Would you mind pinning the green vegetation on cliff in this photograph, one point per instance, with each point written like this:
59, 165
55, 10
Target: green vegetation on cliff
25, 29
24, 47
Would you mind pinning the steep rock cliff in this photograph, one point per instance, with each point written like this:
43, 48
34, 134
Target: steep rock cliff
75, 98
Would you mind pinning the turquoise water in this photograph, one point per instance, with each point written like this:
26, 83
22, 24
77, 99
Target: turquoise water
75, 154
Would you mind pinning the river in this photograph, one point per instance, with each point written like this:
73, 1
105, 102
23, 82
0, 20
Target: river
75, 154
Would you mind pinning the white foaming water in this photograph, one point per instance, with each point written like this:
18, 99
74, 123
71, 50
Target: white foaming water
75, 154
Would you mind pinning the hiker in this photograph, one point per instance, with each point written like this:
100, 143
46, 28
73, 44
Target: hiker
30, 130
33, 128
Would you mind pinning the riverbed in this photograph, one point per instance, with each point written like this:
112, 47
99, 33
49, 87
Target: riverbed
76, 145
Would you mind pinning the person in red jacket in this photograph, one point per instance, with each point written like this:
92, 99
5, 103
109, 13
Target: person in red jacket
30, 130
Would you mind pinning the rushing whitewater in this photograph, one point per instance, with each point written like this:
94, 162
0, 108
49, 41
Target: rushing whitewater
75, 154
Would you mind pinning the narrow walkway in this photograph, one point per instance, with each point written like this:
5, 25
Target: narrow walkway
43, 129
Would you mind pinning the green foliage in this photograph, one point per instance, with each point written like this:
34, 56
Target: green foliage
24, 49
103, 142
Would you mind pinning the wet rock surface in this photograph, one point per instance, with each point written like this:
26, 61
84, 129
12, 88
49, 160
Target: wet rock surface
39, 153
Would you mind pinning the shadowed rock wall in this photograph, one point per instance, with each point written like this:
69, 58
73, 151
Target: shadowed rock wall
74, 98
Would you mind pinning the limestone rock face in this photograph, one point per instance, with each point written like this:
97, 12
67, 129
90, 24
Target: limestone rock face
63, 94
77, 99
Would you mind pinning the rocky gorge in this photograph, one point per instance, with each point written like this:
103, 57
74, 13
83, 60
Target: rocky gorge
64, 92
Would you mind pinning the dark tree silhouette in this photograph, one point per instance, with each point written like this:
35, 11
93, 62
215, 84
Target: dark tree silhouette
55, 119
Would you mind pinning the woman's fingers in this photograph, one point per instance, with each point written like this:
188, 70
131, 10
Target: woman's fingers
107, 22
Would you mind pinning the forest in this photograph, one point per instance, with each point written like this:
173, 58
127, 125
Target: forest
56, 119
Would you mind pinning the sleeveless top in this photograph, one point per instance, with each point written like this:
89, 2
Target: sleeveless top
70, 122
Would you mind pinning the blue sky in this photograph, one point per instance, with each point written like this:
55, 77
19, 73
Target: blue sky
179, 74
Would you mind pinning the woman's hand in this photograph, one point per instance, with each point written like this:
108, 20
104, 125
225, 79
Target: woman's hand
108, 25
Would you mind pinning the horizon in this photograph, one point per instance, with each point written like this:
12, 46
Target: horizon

▶ Work instructions
Retype the records in full. Keep every line identical to the original.

▶ Full answer
Would you mind pinning the green vegetation on cliff in this photograph, one point per instance, with each point written like this:
59, 165
55, 10
Target: green vegetation on cliff
25, 29
24, 47
Would you mind pinning the steep rock cliff in this photograph, one point per instance, with each point written like this:
43, 48
34, 134
Target: steep rock cliff
75, 98
Would you mind pinning the turquoise water in this photograph, one point per instance, with each point written like this:
26, 83
22, 24
77, 99
Target: turquoise water
75, 154
Would you mind pinning the river in this photograph, one point per instance, with each point written like this:
73, 1
105, 102
23, 82
0, 20
Target: river
75, 154
Would you mind pinning the white foaming water in this photograph, one point per instance, with each point written like this:
18, 99
74, 123
71, 50
Target: white foaming water
75, 154
Would you mind pinning the hiker in this photograph, one point per instance, with each point written like this:
100, 143
46, 28
73, 44
Target: hiker
30, 130
33, 128
Would you mind pinning the riverbed in this photograph, one point per instance, with each point written like this:
112, 47
99, 33
49, 87
Target: riverbed
76, 145
Would you mind pinning the person in red jacket in this photograph, one point per instance, with each point written like this:
92, 99
5, 103
109, 13
Target: person in red jacket
30, 130
Would you mind pinning the rushing whitewater in this photograph, one point per instance, with each point written like this:
94, 162
0, 108
49, 41
Target: rushing whitewater
75, 154
Would you mind pinning the narrow walkway in this photograph, one point per instance, with each point written like this:
5, 25
Target: narrow walkway
43, 129
Would you mind pinning the green foliage in this photograph, one point per instance, with each point written like this:
34, 56
Target: green foliage
24, 49
103, 142
Would you mind pinning the wet rock surface in this photograph, one point per instance, with each point written like this:
26, 61
84, 129
12, 88
49, 160
Target: wet rock surface
39, 153
Would you mind pinning the shadowed rock wall in this photograph, one point per instance, with each point written like this:
69, 58
73, 151
Target: shadowed rock wall
74, 98
Would you mind pinning the limestone rock face in this photograph, one point per instance, with each point written like this:
97, 12
67, 129
90, 24
Target: limestone rock face
63, 94
77, 99
Would you mind pinning the rocky gorge in this photograph, one point per instance, with each point written like this:
103, 57
74, 13
83, 60
Target: rocky gorge
64, 92
Would you mind pinning the dark tree silhouette in this photograph, one point per instance, with each point written like this:
35, 11
93, 62
215, 84
Target: dark tree silhouette
55, 119
Would you mind pinning the woman's fingers in this photograph, one point per instance, with each point written like this:
188, 70
131, 10
Target: woman's fingers
107, 22
Would you mind pinning the forest in this photograph, one point per instance, with each point written like this:
173, 58
127, 125
Target: forest
56, 119
Would you mind pinning the sleeveless top in this photograph, one point per instance, with each point written like this:
89, 2
Target: sleeveless top
70, 122
Would you mind pinning the blue sky in this photograph, one point per instance, with each point written like this:
55, 77
19, 73
Target: blue sky
179, 74
Would you mind pinning the woman's hand in this photograph, one point per instance, with each point written like this:
108, 20
104, 125
225, 79
Target: woman's hand
108, 25
Would you mind pinning the horizon in this photograph, one point per instance, with each point written like this:
12, 46
Target: horizon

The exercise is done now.